Print word for word the records from the line containing "Query: shop interior" through the end.

═══ DATA FOR PROCESSING

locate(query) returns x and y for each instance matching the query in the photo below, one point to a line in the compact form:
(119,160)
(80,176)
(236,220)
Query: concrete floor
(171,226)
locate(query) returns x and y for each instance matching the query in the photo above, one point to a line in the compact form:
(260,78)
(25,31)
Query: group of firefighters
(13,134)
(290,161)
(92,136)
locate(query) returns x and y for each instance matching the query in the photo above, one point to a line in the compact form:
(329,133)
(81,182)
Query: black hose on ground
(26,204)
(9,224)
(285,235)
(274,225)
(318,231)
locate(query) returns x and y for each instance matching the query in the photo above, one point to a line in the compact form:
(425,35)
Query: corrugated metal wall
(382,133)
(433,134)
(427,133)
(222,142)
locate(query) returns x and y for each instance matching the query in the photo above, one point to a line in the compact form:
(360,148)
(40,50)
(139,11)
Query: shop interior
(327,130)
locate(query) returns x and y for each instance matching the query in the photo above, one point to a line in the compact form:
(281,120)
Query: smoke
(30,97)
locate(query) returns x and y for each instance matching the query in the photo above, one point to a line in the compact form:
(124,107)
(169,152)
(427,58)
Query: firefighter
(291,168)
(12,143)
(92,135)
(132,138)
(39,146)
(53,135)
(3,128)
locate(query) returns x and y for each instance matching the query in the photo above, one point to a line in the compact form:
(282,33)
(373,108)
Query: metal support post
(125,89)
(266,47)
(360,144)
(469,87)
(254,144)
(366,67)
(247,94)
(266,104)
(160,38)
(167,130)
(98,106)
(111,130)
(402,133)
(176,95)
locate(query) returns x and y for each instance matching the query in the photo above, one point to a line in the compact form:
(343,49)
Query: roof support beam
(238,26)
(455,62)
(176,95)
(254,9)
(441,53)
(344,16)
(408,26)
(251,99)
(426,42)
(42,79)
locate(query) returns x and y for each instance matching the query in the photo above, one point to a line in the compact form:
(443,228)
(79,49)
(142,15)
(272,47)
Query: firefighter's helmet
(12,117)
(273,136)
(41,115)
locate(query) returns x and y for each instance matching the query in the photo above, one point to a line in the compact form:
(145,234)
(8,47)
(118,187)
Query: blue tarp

══════

→ RESPONSE BOX:
Query: shop interior
(327,130)
locate(query) returns x and y for each instance matching the query in the photo above, one point to a line in the compact form:
(281,120)
Query: smoke
(30,97)
locate(query) returns x and y for each instance matching the query in the photo above, one point to a line in the compact form:
(124,107)
(169,152)
(427,58)
Query: firefighter
(291,168)
(12,143)
(92,135)
(132,138)
(39,146)
(53,135)
(3,128)
locate(query) returns x and y for each instance matching the query in the photo above, one point to a line in the compact form:
(282,33)
(373,108)
Query: metal support post
(125,89)
(266,47)
(360,144)
(469,87)
(254,144)
(366,67)
(247,94)
(266,104)
(160,38)
(167,130)
(98,106)
(111,130)
(402,133)
(176,95)
locate(query) returns x and y for each instance matching the query in the photo above, one point to a line in the compact form:
(343,49)
Query: roof support beam
(238,26)
(455,62)
(176,95)
(254,9)
(441,53)
(344,16)
(408,26)
(251,99)
(426,42)
(42,79)
locate(query) returns x and y for each instance matching the query in the photo above, one point to a line in the compact form:
(443,228)
(79,49)
(142,15)
(272,47)
Query: firefighter's helmet
(12,117)
(273,136)
(41,115)
locate(query) returns x and y for each instance matching the query in the photo above, one point to a line in the compact form:
(145,234)
(8,47)
(118,187)
Query: blue tarp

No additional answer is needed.